QUÉ HARÁS:
1 - ¿Cómo se traduce al inglés esta oración del texto mostrado: «En la primavera de 1842 Henry era ya un inválido incapaz de moverse de la cama.»?
2 - ¿Puedes reproducir el fragmento del texto mostrado que va entre "El 26 de enero" y "de nuevo publicada.", ambos incluidos, cambiando "su padre" por "su progenitor"?

TEXTO MOSTRADO:
>>>>>

Sara y la alejó de sus constantes tribulaciones. Pero nada más regresar a Inglaterra, Henry volvió a recaer y su esposa no pudo negar que debía prepararse para lo peor. En la primavera de 1842 Henry era ya un inválido incapaz de moverse de la cama.
El 26 de enero de 1843 Sara escribió en su diario que su “amado y honorado marido había exhalado su último suspiro”. Ahora que era viuda, Sara tomó las riendas de su casa, puso en orden las cuentas y asumió el papel de cabeza de familia. Sus familiares se volcaron en ayudarla económicamente para poder continuar pagando a los tutores de Edith y la exclusiva educación de Herbert en Eton. Sara tampoco se olvidó de la amplia labor editorial que no había abandonado en aquellos años para seguir reeditando la extensa obra literaria de su padre. No dudó en enfrentarse a los editores que ponían incontables palos en la rueda de sus sueños y no creían en la viabilidad editorial de aquel proyecto. Haciendo oídos sordos a las críticas, Sara siguió revisando y anotando la obra de su padre y luchando para verla de nuevo publicada.
ADIÓS AL "ÁNGEL DEL HOGAR"

<<<<<

CONTENIDO DE DATOS:

>>>>>

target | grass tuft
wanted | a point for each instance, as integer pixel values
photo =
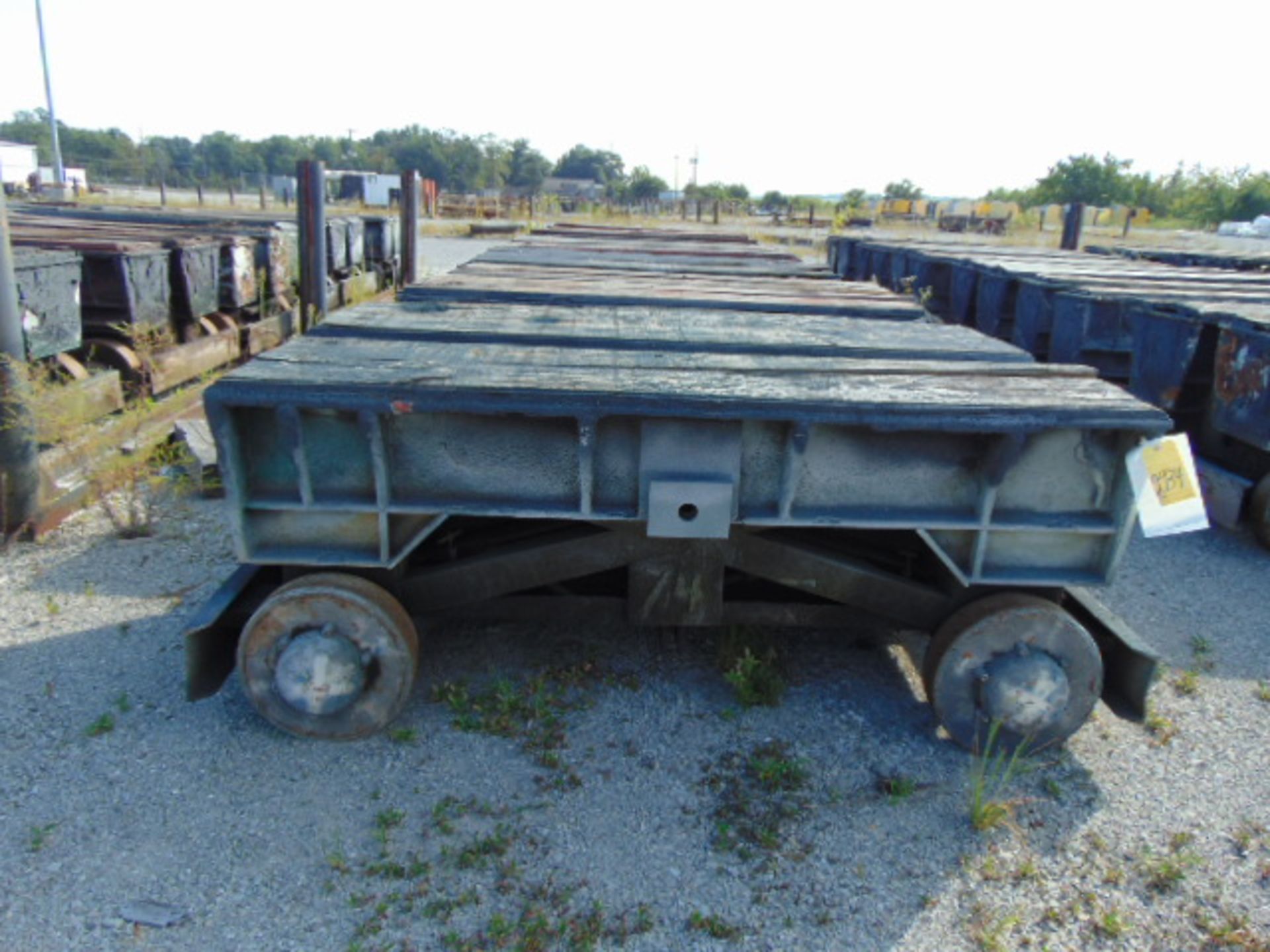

<<<<<

RESULTADOS POR TAREA:
1 - In the spring of 1842, Henry was already an invalid unable to get out of bed.

2 -
El 26 de enero de 1843 Sara escribió en su diario que su “amado y honorado marido había exhalado su último suspiro”. Ahora que era viuda, Sara tomó las riendas de su casa, puso en orden las cuentas y asumió el papel de cabeza de familia. Sus familiares se volcaron en ayudarla económicamente para poder continuar pagando a los tutores de Edith y la exclusiva educación de Herbert en Eton. Sara tampoco se olvidó de la amplia labor editorial que no había abandonado en aquellos años para seguir reeditando la extensa obra literaria de su progenitor. No dudó en enfrentarse a los editores que ponían incontables palos en la rueda de sus sueños y no creían en la viabilidad editorial de aquel proyecto. Haciendo oídos sordos a las críticas, Sara siguió revisando y anotando la obra de su progenitor y luchando para verla de nuevo publicada.